> _Task goal_
How many lines in the data below contain the string "logo"? Reply with the number alone.

> _Dataset_
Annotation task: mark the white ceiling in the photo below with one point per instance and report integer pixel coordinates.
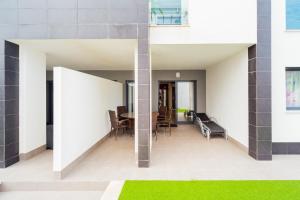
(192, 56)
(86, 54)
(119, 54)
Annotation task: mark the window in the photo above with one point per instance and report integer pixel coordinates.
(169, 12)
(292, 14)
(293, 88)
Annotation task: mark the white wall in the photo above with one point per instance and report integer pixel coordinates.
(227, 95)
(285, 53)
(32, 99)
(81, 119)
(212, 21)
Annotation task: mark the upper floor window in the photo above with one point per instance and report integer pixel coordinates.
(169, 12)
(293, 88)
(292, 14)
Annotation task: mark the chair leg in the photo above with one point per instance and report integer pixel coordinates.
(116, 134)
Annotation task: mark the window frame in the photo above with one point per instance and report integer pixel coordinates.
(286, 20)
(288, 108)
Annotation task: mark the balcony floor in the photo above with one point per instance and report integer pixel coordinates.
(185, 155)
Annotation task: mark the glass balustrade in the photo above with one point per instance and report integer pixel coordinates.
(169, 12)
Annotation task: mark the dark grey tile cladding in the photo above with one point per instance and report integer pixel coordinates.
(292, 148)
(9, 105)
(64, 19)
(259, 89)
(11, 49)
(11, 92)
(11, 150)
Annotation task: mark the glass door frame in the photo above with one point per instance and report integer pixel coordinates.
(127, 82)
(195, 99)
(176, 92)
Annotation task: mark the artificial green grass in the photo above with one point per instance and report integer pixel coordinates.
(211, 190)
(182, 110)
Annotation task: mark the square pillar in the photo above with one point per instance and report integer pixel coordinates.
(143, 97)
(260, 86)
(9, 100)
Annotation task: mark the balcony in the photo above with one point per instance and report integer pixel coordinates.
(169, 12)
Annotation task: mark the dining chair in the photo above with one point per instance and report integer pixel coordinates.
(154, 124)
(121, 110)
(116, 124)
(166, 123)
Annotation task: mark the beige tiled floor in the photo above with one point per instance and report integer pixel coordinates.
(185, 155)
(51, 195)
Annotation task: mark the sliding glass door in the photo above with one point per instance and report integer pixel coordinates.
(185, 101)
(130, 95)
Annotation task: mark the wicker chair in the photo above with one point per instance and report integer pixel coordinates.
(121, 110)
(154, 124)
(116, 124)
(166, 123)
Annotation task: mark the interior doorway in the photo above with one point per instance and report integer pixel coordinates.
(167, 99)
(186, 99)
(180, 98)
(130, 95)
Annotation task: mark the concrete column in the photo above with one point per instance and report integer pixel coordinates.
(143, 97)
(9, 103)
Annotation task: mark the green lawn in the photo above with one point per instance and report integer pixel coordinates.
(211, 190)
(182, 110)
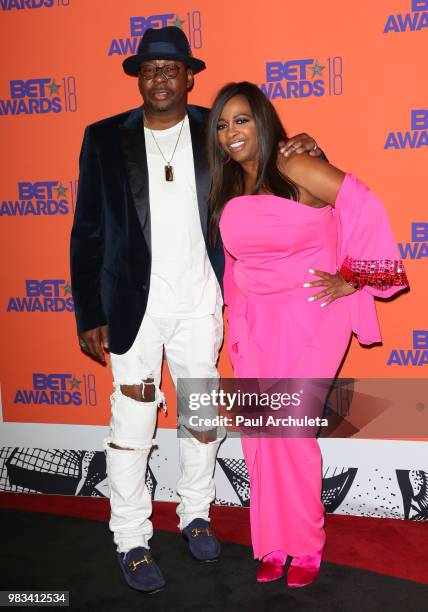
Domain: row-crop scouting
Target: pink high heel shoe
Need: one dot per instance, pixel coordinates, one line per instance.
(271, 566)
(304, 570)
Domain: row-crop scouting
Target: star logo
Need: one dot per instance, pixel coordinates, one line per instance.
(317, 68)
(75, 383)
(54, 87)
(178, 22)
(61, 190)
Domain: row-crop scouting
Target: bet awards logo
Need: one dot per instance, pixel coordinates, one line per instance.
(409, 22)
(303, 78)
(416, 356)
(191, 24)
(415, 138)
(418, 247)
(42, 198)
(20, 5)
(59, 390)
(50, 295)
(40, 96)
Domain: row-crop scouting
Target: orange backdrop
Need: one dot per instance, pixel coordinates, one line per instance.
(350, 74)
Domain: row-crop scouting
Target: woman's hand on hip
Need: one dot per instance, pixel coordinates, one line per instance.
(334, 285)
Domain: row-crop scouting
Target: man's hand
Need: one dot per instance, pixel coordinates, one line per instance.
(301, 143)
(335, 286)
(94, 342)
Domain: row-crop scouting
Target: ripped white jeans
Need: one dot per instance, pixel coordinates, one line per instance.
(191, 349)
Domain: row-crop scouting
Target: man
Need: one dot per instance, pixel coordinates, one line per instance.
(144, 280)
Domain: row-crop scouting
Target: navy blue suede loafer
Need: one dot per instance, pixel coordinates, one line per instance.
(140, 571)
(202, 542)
---
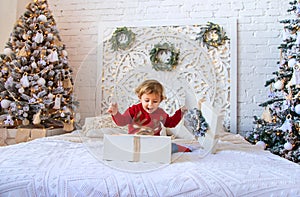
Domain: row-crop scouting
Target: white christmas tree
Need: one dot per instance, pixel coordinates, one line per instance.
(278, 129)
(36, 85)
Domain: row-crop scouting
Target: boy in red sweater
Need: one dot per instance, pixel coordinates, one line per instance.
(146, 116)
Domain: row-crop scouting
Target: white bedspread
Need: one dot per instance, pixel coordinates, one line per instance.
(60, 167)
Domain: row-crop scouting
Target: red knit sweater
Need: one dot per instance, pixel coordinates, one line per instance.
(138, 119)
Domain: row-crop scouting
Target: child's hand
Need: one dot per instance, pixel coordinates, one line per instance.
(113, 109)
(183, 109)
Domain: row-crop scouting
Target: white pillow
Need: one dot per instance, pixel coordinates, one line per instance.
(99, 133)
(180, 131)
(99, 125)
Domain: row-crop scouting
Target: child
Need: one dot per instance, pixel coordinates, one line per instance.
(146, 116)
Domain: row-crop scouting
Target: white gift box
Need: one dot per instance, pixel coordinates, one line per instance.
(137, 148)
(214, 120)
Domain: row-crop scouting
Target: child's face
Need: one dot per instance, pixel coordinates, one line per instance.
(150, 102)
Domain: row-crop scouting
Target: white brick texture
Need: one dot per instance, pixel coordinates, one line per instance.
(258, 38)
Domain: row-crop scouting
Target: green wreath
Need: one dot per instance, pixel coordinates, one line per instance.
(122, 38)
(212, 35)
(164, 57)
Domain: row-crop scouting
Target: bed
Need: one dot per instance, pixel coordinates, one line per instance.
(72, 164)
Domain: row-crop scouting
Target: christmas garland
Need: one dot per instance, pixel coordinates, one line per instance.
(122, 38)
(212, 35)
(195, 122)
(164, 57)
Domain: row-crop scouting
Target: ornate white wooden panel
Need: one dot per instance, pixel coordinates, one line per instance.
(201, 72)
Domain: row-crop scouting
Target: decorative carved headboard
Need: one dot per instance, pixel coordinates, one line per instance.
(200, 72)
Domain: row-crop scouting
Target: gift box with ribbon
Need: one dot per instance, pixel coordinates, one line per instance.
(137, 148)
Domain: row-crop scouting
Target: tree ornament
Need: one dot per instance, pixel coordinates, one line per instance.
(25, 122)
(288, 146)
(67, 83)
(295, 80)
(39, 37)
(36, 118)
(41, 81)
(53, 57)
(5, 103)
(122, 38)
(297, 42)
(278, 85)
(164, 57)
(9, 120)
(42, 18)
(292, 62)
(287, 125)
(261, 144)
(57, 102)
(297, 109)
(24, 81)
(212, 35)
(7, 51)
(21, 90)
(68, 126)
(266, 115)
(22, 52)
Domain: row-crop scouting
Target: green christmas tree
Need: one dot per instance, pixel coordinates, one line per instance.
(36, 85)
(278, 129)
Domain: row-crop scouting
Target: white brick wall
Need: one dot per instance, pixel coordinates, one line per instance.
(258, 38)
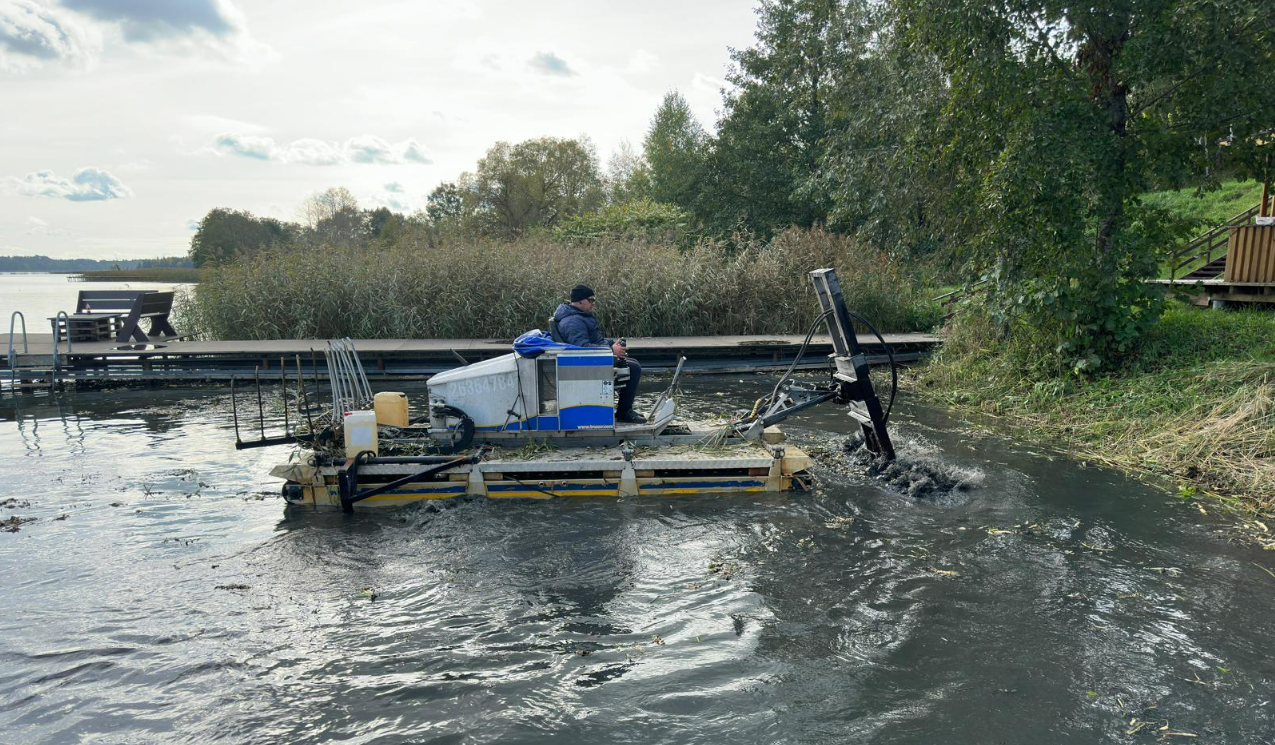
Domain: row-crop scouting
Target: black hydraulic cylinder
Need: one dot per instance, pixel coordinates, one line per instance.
--
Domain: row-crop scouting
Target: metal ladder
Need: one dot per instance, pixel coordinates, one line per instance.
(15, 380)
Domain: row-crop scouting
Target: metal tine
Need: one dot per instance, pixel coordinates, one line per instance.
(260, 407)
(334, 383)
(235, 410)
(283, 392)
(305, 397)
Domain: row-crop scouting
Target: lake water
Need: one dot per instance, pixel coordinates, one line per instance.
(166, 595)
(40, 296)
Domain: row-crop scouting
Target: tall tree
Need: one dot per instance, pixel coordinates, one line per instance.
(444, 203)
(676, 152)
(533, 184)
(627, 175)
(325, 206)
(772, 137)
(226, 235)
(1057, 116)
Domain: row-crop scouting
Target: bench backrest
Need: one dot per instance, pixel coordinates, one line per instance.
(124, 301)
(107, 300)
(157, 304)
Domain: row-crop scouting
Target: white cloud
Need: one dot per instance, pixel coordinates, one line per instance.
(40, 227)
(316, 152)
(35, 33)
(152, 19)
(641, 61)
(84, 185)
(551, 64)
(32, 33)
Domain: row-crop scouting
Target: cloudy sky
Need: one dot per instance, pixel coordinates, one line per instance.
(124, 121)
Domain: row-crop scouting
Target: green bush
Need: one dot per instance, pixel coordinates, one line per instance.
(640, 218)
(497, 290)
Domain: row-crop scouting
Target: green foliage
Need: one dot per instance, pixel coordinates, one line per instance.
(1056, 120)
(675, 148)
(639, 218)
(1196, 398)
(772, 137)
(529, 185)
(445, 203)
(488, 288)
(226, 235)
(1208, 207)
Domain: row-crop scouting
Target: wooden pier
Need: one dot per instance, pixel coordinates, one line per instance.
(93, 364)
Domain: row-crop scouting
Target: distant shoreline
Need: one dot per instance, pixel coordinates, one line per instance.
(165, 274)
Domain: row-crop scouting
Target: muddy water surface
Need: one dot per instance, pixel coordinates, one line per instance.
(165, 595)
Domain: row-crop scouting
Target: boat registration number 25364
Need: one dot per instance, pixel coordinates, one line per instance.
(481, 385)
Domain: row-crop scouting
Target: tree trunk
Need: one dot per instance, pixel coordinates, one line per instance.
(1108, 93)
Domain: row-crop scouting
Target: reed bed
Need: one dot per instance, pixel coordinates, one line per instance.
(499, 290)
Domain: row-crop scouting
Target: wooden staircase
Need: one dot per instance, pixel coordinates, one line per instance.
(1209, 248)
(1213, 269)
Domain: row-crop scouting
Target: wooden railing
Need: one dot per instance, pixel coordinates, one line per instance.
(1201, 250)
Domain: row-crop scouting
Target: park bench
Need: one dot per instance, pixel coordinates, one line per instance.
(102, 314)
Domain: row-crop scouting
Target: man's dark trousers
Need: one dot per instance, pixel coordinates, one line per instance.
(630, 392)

> _Exercise output_
2